▼▼▼
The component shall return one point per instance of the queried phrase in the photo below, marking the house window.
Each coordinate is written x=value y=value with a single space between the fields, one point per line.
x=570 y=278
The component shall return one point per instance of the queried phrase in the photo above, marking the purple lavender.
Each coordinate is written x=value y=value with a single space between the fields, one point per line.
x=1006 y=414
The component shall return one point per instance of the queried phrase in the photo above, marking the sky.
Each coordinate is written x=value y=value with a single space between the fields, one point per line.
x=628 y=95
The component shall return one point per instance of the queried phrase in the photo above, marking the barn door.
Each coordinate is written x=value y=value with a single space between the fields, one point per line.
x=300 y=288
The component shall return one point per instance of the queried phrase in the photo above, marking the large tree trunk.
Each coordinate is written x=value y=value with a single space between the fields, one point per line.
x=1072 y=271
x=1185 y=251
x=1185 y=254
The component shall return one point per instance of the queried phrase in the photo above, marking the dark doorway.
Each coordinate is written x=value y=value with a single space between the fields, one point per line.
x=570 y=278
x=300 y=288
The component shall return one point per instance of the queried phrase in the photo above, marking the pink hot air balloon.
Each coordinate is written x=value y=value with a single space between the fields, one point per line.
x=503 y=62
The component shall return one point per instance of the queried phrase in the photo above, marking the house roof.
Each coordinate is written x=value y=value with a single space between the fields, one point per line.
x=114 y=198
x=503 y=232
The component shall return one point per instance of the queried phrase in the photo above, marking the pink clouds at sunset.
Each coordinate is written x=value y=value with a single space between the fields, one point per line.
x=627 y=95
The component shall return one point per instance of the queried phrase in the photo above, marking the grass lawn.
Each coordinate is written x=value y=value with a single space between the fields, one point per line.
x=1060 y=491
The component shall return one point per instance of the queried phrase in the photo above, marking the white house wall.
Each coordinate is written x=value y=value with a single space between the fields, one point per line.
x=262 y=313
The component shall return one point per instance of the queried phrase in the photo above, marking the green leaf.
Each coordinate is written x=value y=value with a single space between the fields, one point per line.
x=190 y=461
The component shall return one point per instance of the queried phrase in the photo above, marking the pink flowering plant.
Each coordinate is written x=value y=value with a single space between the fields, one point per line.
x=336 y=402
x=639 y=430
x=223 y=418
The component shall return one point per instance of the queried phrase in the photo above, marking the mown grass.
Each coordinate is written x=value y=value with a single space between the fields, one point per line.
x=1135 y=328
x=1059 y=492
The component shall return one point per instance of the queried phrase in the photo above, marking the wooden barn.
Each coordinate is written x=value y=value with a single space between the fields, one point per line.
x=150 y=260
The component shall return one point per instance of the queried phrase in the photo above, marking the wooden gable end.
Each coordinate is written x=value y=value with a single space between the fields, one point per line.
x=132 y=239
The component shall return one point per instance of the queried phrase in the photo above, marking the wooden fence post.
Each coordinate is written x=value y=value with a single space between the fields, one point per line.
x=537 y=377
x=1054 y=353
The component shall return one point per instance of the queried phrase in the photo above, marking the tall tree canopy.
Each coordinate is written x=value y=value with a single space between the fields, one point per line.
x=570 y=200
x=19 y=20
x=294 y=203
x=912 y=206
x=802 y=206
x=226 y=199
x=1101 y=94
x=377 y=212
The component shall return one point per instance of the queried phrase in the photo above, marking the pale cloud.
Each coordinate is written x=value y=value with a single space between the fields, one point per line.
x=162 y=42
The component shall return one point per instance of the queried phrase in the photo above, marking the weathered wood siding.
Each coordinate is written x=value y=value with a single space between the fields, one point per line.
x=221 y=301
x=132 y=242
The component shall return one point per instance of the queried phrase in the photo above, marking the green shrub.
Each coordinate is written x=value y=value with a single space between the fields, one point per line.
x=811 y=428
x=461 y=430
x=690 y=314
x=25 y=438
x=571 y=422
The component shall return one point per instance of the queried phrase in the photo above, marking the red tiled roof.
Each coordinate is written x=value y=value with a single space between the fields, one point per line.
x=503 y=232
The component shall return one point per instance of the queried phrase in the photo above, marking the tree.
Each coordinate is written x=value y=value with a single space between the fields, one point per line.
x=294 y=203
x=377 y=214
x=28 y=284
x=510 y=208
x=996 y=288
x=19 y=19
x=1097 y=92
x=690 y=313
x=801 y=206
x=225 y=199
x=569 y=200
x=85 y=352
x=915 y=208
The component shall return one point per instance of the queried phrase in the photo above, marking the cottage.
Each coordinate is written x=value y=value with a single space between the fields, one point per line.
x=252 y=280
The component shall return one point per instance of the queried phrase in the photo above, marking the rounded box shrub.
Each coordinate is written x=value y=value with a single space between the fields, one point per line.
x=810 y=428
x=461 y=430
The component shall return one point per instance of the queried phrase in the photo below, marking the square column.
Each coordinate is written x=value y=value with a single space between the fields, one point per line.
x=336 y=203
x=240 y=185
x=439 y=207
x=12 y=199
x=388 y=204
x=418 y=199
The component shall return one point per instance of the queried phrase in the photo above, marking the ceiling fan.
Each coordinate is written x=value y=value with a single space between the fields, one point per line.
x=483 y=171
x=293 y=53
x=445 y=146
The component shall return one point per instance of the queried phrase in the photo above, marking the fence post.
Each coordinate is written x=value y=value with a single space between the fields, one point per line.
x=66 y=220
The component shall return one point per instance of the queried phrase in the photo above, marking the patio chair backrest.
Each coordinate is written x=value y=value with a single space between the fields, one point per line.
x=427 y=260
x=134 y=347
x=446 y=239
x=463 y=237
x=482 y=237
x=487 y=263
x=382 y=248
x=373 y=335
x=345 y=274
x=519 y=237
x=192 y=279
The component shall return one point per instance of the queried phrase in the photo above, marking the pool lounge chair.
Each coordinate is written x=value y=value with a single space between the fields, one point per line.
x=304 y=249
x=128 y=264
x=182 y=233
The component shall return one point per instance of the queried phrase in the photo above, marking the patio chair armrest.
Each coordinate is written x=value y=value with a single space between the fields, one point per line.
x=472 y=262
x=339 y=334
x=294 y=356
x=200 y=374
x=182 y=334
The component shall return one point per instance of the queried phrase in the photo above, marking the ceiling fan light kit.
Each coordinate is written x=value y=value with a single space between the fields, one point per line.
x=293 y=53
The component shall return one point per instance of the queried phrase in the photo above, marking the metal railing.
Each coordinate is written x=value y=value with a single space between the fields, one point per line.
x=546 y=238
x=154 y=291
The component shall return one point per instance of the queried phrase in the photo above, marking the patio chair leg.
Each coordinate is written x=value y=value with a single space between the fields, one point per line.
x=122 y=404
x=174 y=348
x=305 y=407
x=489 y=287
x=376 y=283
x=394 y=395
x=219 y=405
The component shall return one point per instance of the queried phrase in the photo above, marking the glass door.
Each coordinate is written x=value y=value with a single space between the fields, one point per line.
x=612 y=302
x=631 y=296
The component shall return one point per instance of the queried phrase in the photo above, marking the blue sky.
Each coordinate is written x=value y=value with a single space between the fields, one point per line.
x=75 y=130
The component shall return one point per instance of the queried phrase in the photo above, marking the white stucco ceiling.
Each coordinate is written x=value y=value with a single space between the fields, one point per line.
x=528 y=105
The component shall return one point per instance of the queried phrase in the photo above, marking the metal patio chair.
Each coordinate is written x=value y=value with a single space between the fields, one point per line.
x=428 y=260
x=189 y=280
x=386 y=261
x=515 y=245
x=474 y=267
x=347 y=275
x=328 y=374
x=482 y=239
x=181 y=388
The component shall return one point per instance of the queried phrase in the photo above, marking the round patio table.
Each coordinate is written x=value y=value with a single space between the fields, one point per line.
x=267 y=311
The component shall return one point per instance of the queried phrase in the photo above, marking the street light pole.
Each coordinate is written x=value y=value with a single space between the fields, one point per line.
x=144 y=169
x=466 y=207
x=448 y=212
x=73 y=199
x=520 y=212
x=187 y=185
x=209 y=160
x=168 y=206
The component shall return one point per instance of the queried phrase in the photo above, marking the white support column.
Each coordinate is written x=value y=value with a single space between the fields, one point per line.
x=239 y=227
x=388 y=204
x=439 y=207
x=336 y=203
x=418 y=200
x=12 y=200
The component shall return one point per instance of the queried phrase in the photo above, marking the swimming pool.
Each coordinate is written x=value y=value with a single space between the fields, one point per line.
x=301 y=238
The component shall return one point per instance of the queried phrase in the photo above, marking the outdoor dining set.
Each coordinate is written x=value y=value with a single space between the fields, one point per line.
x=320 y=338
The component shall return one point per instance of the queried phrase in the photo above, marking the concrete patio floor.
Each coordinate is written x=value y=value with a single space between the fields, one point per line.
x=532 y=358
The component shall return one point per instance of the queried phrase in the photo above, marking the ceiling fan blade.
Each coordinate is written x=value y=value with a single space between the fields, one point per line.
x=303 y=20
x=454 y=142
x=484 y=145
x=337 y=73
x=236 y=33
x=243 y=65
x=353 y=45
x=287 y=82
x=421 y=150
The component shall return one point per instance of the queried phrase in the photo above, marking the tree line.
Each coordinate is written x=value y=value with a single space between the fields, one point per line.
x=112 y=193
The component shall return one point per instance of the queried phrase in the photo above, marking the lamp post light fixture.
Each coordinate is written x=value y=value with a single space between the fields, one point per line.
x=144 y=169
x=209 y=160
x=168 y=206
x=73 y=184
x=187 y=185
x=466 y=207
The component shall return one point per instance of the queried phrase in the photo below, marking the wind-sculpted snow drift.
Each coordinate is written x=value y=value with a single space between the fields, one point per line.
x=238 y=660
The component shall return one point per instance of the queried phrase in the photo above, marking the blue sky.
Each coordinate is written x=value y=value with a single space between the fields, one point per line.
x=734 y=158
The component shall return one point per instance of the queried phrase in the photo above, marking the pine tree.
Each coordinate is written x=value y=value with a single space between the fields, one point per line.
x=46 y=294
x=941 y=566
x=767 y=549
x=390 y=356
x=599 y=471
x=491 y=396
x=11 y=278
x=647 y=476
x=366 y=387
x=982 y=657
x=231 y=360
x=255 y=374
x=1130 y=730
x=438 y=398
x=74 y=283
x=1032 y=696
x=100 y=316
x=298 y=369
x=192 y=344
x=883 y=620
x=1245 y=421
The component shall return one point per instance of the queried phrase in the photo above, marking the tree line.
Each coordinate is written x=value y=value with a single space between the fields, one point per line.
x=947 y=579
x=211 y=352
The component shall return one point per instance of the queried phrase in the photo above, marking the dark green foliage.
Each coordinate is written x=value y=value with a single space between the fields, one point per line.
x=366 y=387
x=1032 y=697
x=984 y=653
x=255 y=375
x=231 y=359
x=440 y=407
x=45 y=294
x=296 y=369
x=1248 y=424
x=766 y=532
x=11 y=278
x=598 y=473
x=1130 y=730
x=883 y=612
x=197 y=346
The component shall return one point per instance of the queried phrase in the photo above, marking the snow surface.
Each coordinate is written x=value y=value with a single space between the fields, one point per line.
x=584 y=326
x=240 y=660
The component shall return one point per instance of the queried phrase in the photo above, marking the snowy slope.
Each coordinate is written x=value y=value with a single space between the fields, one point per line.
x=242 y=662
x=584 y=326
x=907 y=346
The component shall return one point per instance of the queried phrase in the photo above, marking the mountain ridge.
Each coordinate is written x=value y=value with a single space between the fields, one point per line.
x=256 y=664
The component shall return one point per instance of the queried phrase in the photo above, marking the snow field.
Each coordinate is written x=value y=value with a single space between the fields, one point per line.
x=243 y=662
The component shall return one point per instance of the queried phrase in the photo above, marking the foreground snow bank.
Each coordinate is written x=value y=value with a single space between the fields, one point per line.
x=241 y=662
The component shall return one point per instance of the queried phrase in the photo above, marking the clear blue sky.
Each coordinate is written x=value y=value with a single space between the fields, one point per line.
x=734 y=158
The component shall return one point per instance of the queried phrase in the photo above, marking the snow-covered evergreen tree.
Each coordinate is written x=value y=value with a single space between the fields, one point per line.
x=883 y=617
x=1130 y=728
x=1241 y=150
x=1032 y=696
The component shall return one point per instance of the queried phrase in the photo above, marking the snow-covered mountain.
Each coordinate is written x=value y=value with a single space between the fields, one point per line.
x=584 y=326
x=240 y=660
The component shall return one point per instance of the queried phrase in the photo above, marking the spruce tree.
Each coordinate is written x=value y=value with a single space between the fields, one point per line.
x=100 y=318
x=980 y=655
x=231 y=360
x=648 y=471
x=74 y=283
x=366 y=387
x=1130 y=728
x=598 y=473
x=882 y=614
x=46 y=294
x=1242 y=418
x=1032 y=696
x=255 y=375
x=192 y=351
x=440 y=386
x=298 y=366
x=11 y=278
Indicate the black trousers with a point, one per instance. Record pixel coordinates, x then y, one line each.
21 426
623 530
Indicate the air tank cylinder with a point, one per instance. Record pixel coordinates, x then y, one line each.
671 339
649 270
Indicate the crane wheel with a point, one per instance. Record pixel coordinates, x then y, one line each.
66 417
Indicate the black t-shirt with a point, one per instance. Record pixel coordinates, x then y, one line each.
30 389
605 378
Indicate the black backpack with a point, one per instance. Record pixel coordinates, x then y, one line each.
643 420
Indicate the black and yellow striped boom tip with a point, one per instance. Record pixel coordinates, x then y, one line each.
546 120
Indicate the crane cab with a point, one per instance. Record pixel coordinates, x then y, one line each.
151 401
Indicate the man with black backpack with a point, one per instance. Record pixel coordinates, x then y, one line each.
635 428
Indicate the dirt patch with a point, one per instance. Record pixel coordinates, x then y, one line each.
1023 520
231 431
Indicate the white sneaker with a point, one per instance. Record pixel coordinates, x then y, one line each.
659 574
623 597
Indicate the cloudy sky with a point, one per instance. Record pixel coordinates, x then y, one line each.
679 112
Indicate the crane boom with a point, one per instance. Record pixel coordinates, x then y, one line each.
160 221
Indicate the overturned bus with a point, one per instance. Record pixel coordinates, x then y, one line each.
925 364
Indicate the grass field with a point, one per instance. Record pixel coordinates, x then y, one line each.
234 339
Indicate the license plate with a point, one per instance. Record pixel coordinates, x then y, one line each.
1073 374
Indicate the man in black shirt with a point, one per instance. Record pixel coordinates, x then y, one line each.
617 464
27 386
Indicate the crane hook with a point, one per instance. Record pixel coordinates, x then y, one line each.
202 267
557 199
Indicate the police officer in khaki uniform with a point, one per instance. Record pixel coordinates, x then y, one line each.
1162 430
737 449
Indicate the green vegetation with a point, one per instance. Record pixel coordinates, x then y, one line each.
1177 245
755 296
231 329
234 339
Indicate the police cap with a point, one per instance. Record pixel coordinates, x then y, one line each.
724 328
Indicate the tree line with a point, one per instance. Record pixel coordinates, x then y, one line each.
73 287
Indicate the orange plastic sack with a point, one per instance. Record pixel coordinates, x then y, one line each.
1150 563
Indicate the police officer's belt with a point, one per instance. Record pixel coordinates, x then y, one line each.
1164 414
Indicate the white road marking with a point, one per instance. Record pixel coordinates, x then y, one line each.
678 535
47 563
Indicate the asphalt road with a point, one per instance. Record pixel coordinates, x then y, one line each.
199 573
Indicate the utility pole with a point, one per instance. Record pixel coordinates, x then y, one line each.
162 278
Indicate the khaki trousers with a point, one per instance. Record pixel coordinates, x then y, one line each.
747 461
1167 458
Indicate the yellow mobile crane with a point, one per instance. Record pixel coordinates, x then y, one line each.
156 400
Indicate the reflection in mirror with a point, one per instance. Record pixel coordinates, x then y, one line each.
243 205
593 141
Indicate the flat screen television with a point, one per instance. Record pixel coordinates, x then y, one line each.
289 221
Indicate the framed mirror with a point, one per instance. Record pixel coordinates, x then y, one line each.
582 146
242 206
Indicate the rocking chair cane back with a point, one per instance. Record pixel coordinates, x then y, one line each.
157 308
▲▲▲
→ **Your objective**
Starting at the first line and ending at the line that contains "x=1185 y=254", rewrite the lines with "component" changed to "system" and everything else left as it is.

→ **In response**
The system shall return one point per instance of the queried phrase in the photo below, marking the house window.
Each coordinate is written x=value y=value with a single space between the fields, one point per line.
x=570 y=278
The system shall return one point per instance of the queried phrase in the photo above, marking the purple lavender.
Each coordinate is written x=value y=value with a single space between the fields, one point per line.
x=1006 y=414
The system shall return one point per instance of the queried phrase in the photo above, marking the sky.
Each coordinate is written x=value y=value with a single space between the fields, one point per line.
x=628 y=95
The system shall return one point per instance of the queried phrase in the photo above, marking the barn door.
Each coordinate is written x=value y=value with a single space between the fields, one point per line.
x=300 y=288
The system shall return one point per instance of the queried phrase in the photo above, marking the large tree trunk.
Each coordinate is written x=value y=value with a single space between the fields, one point per line.
x=1072 y=271
x=1185 y=251
x=1185 y=254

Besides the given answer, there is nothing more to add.